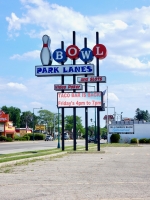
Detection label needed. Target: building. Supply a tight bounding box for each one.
[103,115,114,125]
[0,110,15,138]
[108,118,150,143]
[15,128,32,137]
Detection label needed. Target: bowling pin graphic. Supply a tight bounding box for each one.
[40,35,52,65]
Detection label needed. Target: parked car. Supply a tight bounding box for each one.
[103,135,107,140]
[88,136,95,143]
[45,135,53,141]
[88,136,101,143]
[61,132,70,140]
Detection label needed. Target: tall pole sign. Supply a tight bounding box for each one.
[35,31,107,151]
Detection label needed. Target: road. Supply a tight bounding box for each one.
[0,140,106,154]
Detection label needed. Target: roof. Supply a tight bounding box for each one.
[103,115,114,120]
◆ ◆ ◆ ◆ ◆
** Written instruction **
Gather every line from the entries above that contains the word "label", and copy each one.

** Answer **
Detection label needed. Target: building. Supply a tight bounding box for each one.
Detection label needed. Target: bowling pin graphic. Supply a tight bounding box for each one.
Detection label needed. Target: parked car. Supply a tight bounding box for each one.
Detection label needed. Target: tall pole sign. Supply a tight bounding box for each one.
Detection label needed. Target: road. Supply a tight bounding box for each one.
Detection label needed. Target: roof. Supply a tight bounding box for each one.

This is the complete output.